--- Your assignment ---
Scan the records for the string "sink", then copy each line that has it.

--- Provided records ---
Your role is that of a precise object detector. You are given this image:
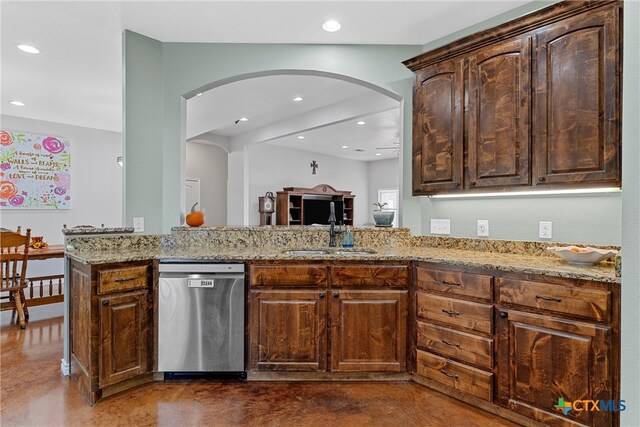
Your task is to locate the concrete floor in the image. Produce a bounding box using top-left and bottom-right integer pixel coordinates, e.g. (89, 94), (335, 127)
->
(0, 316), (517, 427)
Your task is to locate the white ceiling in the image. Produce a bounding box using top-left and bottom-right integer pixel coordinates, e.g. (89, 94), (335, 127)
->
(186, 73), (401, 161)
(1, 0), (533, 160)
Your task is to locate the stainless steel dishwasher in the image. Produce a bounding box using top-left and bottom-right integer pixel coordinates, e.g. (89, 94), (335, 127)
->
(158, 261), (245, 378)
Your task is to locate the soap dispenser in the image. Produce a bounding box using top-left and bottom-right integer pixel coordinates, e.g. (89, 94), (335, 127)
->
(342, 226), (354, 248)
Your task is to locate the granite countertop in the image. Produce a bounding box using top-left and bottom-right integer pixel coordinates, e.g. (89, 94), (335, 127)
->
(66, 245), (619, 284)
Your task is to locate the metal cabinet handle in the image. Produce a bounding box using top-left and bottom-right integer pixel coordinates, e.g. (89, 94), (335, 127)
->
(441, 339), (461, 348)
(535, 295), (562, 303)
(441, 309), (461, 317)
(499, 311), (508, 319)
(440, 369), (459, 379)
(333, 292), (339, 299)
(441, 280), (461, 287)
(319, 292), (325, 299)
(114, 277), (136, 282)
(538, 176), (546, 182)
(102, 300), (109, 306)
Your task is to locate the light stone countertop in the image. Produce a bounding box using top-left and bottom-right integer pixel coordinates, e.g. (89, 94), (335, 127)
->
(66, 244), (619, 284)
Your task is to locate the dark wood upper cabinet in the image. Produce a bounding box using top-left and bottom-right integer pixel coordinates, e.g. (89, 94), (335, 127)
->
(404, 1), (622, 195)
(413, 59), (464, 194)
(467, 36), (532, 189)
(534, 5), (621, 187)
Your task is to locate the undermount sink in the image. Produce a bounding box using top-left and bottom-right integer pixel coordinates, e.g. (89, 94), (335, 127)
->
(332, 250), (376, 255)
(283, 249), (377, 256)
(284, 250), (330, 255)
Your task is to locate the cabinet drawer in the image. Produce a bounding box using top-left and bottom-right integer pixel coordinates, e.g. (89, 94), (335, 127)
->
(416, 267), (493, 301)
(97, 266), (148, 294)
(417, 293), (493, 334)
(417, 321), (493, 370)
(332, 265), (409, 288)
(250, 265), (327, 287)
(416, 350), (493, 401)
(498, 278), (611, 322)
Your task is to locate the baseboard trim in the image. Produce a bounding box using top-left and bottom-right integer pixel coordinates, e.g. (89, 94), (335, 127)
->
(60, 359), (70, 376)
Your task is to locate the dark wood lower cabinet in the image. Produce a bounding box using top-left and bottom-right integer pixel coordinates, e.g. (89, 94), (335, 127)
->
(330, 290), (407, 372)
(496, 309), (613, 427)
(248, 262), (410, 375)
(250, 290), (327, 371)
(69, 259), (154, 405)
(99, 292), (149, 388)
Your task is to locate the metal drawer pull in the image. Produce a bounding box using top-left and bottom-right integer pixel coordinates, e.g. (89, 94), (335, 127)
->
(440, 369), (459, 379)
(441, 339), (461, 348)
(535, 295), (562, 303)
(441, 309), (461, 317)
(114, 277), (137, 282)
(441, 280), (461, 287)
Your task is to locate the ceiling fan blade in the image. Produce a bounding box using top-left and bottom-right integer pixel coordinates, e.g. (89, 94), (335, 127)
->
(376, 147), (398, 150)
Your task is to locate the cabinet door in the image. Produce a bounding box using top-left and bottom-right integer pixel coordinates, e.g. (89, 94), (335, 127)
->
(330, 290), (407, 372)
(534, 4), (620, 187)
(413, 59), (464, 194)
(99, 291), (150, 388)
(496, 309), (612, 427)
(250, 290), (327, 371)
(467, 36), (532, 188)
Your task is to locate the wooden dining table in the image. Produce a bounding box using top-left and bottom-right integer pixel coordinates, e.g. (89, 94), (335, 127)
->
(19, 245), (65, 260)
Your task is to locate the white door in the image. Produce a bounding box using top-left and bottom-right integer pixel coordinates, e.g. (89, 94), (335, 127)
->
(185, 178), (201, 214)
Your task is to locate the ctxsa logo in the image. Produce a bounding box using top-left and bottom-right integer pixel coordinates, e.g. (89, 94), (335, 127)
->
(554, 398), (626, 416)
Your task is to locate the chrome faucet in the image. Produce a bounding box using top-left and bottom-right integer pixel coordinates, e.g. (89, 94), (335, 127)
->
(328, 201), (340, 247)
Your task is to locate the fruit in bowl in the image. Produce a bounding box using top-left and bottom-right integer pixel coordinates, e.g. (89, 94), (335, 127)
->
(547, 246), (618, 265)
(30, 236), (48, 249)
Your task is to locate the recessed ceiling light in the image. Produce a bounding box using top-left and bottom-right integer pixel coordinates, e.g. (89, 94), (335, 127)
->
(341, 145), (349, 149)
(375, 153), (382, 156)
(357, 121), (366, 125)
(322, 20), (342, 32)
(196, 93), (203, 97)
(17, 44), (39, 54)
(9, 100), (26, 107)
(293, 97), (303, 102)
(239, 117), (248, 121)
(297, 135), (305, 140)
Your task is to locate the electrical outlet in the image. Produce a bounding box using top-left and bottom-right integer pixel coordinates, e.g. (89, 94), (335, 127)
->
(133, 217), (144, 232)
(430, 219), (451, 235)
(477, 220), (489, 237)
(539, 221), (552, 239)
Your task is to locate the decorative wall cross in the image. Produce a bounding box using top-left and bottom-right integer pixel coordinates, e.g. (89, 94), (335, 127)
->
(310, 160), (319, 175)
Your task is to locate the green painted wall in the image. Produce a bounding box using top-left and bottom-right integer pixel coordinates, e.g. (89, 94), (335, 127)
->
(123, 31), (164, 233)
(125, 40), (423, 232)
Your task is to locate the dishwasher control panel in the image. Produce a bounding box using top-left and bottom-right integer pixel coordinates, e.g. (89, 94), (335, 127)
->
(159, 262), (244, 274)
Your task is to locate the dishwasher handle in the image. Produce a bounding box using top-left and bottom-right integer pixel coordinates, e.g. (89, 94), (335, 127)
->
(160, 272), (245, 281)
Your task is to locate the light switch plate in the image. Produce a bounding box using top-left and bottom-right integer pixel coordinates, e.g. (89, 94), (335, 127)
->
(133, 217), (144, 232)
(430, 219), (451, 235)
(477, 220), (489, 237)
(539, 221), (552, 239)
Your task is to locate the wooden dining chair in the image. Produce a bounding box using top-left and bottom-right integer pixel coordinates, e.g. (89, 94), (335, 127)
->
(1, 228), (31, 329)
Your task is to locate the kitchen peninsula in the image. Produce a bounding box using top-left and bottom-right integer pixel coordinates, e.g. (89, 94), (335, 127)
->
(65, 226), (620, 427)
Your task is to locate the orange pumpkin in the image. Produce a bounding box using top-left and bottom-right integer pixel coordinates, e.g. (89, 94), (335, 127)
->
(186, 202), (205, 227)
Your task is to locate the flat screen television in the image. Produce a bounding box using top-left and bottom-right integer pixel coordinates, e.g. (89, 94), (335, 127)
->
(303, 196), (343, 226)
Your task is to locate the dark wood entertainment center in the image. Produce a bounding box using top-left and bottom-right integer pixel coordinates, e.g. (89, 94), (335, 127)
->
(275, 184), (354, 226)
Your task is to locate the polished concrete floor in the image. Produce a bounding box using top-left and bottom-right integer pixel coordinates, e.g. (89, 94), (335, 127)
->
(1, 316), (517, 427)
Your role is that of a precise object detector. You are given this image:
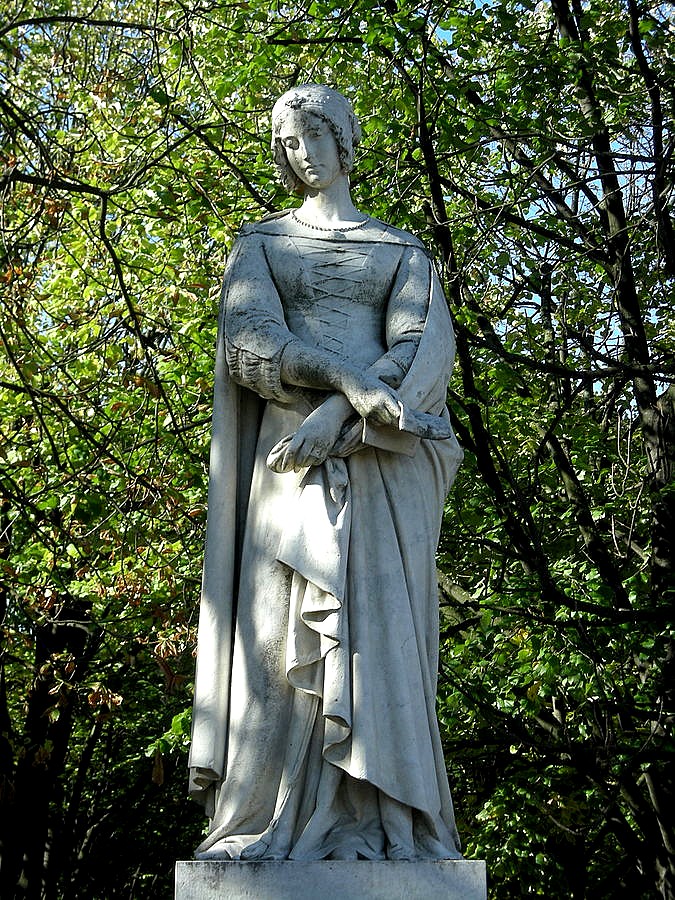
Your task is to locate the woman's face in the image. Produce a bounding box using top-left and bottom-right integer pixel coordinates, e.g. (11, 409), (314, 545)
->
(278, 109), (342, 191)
--
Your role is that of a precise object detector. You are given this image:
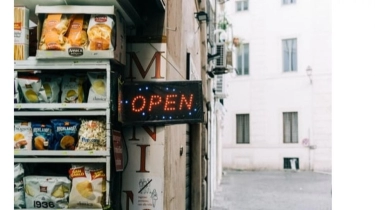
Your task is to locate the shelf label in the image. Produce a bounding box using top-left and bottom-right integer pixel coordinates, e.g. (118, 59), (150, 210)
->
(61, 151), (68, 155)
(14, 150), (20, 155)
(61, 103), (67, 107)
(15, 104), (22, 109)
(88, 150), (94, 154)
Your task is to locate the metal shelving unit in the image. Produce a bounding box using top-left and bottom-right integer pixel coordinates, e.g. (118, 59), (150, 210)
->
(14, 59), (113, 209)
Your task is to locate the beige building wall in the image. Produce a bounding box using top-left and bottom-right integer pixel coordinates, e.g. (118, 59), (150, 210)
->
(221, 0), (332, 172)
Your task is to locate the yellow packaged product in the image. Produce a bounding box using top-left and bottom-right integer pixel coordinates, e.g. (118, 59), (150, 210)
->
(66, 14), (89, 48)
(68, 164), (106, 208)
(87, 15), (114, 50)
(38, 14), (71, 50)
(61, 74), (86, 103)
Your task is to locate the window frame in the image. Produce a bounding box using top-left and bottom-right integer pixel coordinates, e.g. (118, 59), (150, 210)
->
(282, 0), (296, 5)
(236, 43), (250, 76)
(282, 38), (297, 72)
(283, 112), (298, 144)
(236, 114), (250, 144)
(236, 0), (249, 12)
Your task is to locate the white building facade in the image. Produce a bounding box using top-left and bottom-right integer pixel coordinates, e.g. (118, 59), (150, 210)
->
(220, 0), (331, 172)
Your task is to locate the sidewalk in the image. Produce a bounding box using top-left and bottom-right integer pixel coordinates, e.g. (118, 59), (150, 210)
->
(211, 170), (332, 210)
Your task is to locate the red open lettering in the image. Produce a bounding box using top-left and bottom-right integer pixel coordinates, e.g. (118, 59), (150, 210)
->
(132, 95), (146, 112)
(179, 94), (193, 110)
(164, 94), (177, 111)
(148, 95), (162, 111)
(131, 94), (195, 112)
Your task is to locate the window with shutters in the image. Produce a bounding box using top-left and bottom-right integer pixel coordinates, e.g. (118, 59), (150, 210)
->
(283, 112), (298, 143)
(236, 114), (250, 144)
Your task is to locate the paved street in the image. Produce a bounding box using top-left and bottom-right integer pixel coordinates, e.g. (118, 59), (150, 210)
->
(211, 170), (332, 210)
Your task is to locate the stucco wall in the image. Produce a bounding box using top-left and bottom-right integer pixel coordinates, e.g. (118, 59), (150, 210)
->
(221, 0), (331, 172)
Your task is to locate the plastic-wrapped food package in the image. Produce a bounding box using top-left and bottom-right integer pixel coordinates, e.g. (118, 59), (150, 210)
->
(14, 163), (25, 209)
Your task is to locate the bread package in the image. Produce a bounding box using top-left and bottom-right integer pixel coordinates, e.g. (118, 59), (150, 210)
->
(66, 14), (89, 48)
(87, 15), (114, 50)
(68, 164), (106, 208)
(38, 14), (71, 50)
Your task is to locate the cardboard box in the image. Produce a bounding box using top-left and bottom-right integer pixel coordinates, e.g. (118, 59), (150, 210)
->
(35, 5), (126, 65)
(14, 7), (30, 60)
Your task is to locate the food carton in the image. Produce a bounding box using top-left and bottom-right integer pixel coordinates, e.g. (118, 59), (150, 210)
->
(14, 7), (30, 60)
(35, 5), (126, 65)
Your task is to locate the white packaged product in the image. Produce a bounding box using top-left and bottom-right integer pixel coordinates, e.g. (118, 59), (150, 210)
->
==
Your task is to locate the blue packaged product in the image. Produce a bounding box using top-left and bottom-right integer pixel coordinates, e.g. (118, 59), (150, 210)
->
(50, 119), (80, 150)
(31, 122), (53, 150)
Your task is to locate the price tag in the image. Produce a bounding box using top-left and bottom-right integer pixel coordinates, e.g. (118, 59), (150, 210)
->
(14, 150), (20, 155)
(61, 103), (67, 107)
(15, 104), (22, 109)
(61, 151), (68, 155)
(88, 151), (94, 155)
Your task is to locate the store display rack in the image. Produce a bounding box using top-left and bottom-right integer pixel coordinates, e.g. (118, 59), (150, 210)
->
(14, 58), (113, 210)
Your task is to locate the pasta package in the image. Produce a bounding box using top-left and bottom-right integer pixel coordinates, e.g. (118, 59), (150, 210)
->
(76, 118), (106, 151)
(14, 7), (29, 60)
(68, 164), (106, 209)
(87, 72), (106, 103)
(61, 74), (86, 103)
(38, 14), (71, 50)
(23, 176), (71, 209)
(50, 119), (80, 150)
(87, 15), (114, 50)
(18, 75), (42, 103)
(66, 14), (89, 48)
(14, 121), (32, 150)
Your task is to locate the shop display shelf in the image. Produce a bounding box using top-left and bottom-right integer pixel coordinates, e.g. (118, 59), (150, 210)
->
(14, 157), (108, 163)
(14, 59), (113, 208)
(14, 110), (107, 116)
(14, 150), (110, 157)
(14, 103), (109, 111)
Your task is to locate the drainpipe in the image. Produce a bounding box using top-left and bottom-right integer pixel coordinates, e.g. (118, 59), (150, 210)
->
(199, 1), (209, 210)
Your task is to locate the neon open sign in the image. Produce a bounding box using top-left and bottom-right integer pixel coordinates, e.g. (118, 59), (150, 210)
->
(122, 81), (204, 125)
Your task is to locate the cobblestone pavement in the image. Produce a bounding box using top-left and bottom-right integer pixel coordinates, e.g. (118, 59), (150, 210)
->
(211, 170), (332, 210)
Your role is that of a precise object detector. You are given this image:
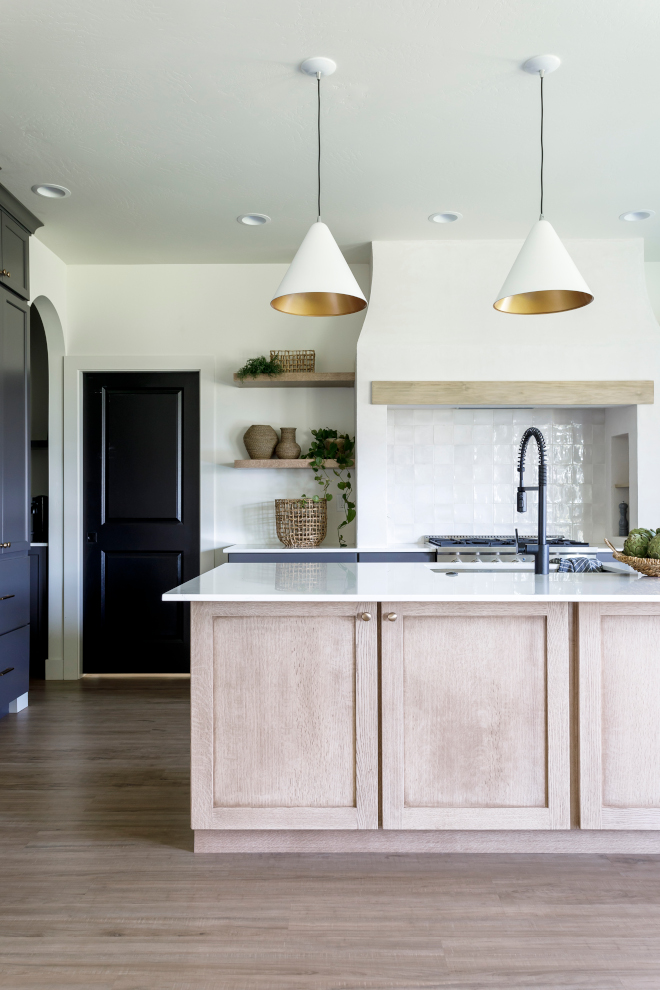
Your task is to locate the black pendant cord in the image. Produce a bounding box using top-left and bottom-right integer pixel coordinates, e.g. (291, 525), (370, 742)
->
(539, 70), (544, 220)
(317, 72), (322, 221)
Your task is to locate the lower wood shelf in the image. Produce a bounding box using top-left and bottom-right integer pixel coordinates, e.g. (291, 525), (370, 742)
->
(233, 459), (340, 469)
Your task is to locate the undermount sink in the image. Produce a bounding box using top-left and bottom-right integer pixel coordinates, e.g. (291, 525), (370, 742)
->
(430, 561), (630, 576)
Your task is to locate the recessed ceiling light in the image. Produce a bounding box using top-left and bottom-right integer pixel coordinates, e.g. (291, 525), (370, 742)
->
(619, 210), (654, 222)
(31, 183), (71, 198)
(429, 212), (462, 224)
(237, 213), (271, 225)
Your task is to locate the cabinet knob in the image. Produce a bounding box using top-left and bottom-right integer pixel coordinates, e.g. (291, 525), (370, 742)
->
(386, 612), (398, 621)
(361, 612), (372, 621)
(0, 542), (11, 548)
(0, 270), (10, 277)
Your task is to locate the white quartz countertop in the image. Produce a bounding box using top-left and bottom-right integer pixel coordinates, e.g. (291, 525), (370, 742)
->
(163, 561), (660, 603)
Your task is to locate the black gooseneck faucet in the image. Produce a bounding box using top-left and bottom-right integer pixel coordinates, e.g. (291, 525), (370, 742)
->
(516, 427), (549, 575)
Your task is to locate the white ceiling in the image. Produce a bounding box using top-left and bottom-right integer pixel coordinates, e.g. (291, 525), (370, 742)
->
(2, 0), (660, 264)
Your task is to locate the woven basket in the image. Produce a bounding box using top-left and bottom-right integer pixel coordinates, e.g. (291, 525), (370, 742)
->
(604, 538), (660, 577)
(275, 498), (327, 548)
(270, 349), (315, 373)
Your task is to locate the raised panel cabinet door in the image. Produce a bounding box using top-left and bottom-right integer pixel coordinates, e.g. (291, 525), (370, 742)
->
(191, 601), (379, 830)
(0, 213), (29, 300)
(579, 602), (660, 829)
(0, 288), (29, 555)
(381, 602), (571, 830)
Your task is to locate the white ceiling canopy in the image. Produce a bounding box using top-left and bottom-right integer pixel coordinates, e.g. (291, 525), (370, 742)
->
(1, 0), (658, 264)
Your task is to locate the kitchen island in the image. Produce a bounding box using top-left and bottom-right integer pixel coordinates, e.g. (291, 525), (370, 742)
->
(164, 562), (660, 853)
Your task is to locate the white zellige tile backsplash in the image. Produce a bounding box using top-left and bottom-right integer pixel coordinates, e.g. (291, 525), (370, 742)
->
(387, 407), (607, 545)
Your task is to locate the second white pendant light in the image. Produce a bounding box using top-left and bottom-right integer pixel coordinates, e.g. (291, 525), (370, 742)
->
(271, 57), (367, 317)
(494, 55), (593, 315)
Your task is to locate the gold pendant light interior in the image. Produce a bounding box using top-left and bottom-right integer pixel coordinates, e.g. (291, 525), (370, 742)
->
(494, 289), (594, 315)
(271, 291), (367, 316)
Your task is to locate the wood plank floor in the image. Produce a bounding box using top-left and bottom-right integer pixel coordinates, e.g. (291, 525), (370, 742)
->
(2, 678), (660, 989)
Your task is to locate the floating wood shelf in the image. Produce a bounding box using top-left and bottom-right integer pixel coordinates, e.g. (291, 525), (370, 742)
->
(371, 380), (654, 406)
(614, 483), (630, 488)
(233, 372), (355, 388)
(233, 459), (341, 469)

--- The completed task ---
Your task is to locate the undermount sink in the image. Produce a bounding box using top-left and bottom-right integer pixel coordinates, e.g. (89, 94), (335, 127)
Your task is to locate the undermount sink in the image. Produce a bounding box using top-left and bottom-right integer pixel coordinates, e.g. (291, 525), (370, 742)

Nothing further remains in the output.